» Records from a data collection
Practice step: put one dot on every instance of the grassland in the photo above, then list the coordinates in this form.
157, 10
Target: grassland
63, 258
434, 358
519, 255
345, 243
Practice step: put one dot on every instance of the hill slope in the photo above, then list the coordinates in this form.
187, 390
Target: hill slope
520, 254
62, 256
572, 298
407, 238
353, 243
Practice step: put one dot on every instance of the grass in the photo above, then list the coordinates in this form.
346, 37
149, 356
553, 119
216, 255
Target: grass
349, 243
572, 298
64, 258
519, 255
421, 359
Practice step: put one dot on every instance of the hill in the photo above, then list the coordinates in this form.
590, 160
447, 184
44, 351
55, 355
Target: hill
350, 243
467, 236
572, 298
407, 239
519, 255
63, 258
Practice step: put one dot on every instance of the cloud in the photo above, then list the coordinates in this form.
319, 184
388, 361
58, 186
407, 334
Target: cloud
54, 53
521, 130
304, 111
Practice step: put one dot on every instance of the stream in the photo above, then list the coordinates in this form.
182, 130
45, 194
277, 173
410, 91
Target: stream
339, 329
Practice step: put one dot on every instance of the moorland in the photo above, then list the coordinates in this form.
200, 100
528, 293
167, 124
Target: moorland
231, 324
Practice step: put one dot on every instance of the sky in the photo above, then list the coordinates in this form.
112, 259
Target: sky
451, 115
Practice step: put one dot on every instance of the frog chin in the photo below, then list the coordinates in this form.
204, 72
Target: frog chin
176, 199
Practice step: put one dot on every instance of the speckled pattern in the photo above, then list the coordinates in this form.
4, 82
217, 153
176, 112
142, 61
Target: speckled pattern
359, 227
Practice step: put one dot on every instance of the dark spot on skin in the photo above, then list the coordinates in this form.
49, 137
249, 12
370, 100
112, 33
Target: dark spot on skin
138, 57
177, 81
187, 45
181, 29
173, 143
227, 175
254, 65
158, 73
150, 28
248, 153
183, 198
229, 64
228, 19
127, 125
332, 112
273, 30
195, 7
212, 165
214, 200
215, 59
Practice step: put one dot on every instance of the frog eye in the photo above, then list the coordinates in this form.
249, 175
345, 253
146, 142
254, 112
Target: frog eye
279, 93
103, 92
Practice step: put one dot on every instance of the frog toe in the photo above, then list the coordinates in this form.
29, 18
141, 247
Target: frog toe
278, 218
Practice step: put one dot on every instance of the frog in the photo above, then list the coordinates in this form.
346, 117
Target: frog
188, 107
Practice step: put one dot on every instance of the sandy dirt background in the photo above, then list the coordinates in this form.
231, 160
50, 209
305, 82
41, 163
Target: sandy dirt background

» INSTRUCTIONS TO FOLLOW
Check each line of the records above for "sandy", and copy those that have it.

» ANSWER FOR THE TASK
Practice step: put one dot on every instance of the sandy dirt background in the photo above, then list the coordinates in this form.
Target: sandy dirt background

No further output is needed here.